** Start of PAGE **

This action involves Brian Realty Corporation's ("Brian Realty") request for a refund of 1992 ad valorem taxes paid on property located in DeKalb County. The superior court granted the county's motion for summary judgment and denied Brian Realty's motion for partial summary judgment. Brian Realty appealed, and for the following reasons, we reverse.
"To prevail at summary judgment under OCGA 9-11-56
, the moving party must demonstrate that there is no genuine issue of material fact and that the undisputed facts, viewed in the light most favorable to the nonmoving party, warrant judgment as a matter of law. [Cit.]" Lau's Corp. v. Haskins, 261 Ga. 491 (405 SE2d 474) (1991)
The record shows that in 1986, the owner of approximately 71.73 acres, known as the Perimeter Summit/Lake Hearn Development ("Lake Hearn Property"), sought to rezone the property from residential to office-institutional. The DeKalb County Board of Commissioners rezoned the property to "OI (conditional)," meaning office-institutional with conditions. One of the conditions imposed in 1986 required the owner to set aside approximately 23 acres for a perpetual conservation easement.
The property sat untouched for several years until May 1991, when the new owner of the property, Dalford Associates, L.P. ("Dalford"), filed an "Application for Conditional Zoning Alteration." The county approved the change in conditions without altering the conditional O&I zoning designation. The conditions affecting the property were listed in the county board of commissioners' minutes that authorized the change in conditions as well as on an attachment to the minutes. Included in this list of conditions was the 23-acre conservation easement, as well as the requirement that the owner set aside an additional 20 acres for a "10-year restricted area" conservation easement. 1
These two zoning conditions provided that no development permits could be issued until the developer provided the DeKalb County Planning Commission with evidence that the conservation easements had been recorded with the superior court. The easements were not recorded with the superior court until May 1992.

** End of PAGE **
** Start of SUPPLIED ENTRIES **

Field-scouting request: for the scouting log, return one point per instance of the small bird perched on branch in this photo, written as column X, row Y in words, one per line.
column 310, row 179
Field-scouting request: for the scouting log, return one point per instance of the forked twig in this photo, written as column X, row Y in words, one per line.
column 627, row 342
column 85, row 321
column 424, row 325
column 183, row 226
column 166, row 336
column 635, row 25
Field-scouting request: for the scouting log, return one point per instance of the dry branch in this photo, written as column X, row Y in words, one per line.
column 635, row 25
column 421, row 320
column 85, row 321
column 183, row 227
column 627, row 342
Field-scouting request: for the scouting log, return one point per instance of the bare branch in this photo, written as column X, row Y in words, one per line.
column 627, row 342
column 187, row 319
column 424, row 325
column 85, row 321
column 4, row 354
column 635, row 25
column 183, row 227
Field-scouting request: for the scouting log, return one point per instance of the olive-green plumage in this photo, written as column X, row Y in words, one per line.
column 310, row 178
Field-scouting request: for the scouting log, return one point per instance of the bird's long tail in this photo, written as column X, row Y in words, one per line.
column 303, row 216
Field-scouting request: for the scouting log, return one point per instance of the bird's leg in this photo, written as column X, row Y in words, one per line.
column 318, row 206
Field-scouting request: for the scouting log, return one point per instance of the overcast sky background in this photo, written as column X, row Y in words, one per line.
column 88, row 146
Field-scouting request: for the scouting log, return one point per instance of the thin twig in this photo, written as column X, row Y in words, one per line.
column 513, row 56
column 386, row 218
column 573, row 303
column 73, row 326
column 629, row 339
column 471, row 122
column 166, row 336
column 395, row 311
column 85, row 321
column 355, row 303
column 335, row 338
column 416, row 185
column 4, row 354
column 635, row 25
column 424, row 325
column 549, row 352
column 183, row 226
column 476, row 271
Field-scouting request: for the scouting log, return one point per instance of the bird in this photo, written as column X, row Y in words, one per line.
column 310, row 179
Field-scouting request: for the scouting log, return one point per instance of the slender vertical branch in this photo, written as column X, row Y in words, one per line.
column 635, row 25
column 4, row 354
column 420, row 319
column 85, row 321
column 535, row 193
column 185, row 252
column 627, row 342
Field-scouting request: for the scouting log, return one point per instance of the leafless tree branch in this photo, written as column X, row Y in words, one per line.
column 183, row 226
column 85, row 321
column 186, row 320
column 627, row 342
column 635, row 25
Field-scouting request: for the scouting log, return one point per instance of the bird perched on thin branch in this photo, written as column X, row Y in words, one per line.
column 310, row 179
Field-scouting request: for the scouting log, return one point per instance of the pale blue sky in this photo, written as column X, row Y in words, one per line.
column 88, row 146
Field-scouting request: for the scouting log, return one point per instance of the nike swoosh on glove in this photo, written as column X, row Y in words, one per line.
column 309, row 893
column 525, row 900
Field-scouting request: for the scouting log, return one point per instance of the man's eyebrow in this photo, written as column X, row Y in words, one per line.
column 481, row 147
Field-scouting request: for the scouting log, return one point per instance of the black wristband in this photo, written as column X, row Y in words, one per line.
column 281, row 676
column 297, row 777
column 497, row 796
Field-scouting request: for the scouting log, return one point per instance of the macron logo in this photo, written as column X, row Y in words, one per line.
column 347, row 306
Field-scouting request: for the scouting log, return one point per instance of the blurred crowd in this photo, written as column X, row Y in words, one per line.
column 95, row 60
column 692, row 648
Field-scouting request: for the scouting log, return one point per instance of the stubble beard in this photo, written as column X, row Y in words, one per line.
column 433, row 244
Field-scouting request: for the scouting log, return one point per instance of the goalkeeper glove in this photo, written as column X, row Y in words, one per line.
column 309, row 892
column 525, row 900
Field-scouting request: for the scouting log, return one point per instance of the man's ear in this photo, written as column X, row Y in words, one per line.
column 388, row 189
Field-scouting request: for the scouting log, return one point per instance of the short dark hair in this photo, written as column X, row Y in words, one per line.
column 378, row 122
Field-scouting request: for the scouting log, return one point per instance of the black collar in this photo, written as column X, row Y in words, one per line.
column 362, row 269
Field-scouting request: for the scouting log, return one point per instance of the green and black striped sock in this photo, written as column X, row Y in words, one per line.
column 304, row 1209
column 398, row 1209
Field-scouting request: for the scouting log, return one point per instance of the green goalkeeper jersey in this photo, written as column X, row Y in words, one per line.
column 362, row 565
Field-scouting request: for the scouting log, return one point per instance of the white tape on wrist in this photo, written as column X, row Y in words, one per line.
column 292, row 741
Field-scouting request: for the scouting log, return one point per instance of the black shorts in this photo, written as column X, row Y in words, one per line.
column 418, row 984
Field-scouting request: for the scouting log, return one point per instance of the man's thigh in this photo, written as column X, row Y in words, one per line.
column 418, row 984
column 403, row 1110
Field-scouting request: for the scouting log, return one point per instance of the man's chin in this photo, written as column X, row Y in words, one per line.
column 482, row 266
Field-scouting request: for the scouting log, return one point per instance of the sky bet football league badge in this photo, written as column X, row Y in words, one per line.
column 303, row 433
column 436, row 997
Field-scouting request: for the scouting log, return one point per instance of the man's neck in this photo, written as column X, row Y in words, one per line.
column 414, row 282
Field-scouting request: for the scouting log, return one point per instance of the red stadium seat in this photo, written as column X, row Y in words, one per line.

** End of SUPPLIED ENTRIES **

## THE TASK
Copy out, word for word and in full, the text above about Brian Realty's tax refund appeal.

## ANSWER FOR THE TASK
This action involves Brian Realty Corporation's ("Brian Realty") request for a refund of 1992 ad valorem taxes paid on property located in DeKalb County. The superior court granted the county's motion for summary judgment and denied Brian Realty's motion for partial summary judgment. Brian Realty appealed, and for the following reasons, we reverse.
"To prevail at summary judgment under OCGA 9-11-56
, the moving party must demonstrate that there is no genuine issue of material fact and that the undisputed facts, viewed in the light most favorable to the nonmoving party, warrant judgment as a matter of law. [Cit.]" Lau's Corp. v. Haskins, 261 Ga. 491 (405 SE2d 474) (1991)
The record shows that in 1986, the owner of approximately 71.73 acres, known as the Perimeter Summit/Lake Hearn Development ("Lake Hearn Property"), sought to rezone the property from residential to office-institutional. The DeKalb County Board of Commissioners rezoned the property to "OI (conditional)," meaning office-institutional with conditions. One of the conditions imposed in 1986 required the owner to set aside approximately 23 acres for a perpetual conservation easement.
The property sat untouched for several years until May 1991, when the new owner of the property, Dalford Associates, L.P. ("Dalford"), filed an "Application for Conditional Zoning Alteration." The county approved the change in conditions without altering the conditional O&I zoning designation. The conditions affecting the property were listed in the county board of commissioners' minutes that authorized the change in conditions as well as on an attachment to the minutes. Included in this list of conditions was the 23-acre conservation easement, as well as the requirement that the owner set aside an additional 20 acres for a "10-year restricted area" conservation easement. 1
These two zoning conditions provided that no development permits could be issued until the developer provided the DeKalb County Planning Commission with evidence that the conservation easements had been recorded with the superior court. The easements were not recorded with the superior court until May 1992.